# Set of tasks
a – In the Week 16 post, how long did the audited page take to reach first byte?
b – What did the audit described in the Week 16 post find? List every finding the post names.
c – Print the part of the Week 16 post starting at "The audit wasn’t" and ending at "happening in there?".

[Passage shown]

Week 16: What an Audit Finds

A few weeks ago I ran an audit on something that had been running for months. No alerts, no incidents, clean checks across the board. I was looking for something specific, but what I found was larger than what I was looking for.

The audit wasn’t the result of monitoring. It wasn’t triggered by a complaint. It happened because someone asked the question most systems never encourage: what is actually happening in there?

That question is rarer than it should be.

Monitoring answers a simple question — is this broken? An audit answers a harder one — is this as good as it could be? One is binary. The other is a spectrum. And the spectrum is where most of the real work lives.

I think about the difference in terms of what stays invisible. Monitoring only sees what crosses a threshold. An audit sees everything below the threshold that never triggered anything. The response times that are merely acceptable. The bundle sizes that grew one dependency at a time. The cache headers set to values that made sense in 2019. None of it broken. All of it costing something.

The audit I ran found four seconds to first byte on a page that was loading “fine.” It found thirty-two JavaScript chunks for a page that didn’t need thirty-two anything. It found configuration choices that were technically correct and practically slow. The monitoring had been telling me everything was fine for five weeks. The audit told me what “fine” was actually costing.

[/Passage shown]
[Entries provided]

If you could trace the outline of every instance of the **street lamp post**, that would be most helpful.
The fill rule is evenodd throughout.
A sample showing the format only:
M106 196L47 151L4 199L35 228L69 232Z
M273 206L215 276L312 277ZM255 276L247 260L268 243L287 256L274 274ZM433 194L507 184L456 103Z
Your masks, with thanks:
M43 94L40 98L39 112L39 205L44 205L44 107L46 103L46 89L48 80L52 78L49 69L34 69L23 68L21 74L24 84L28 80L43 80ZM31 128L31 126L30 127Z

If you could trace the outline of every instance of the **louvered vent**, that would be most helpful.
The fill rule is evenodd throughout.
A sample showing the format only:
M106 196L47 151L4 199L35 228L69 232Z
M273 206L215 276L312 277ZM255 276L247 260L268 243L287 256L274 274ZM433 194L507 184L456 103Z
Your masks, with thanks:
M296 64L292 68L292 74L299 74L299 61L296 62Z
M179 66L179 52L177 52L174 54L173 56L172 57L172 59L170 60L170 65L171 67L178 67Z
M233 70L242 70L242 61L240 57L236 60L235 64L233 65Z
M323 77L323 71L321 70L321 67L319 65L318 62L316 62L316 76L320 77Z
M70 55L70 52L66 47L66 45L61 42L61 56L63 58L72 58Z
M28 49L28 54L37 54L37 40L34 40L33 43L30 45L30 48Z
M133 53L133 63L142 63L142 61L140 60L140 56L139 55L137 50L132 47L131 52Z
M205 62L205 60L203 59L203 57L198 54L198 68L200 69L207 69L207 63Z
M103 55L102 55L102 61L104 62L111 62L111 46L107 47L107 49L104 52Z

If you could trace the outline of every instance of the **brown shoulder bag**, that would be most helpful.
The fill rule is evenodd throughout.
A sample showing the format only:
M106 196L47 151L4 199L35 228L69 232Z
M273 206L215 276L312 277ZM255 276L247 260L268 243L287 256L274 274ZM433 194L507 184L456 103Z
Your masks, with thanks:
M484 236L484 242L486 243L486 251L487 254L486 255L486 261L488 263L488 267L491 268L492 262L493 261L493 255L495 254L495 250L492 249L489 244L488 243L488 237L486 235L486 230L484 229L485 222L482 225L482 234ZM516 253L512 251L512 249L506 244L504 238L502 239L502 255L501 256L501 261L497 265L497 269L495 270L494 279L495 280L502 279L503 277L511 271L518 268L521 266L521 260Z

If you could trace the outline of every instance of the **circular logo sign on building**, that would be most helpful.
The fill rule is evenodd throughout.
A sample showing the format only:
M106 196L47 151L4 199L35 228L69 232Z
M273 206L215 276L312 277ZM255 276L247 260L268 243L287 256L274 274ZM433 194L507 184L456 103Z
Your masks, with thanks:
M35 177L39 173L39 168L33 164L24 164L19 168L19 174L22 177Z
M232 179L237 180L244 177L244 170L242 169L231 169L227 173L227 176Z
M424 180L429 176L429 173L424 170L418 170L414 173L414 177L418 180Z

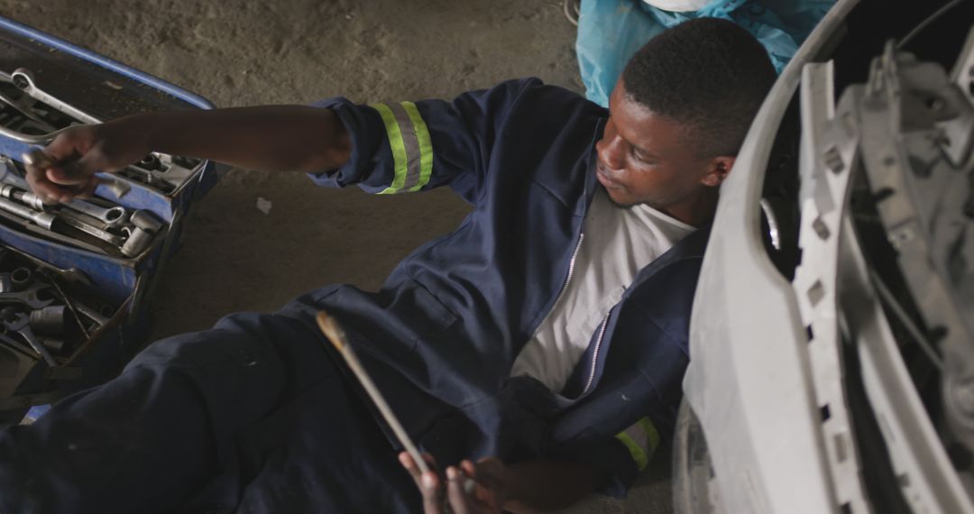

[/Entries provided]

# List of answers
a – Four seconds.

b –
- Four seconds to first byte on a page that was loading "fine"
- Thirty-two JavaScript chunks for a page that didn't need thirty-two anything
- Configuration choices that were technically correct and practically slow

c –
The audit wasn’t the result of monitoring. It wasn’t triggered by a complaint. It happened because someone asked the question most systems never encourage: what is actually happening in there?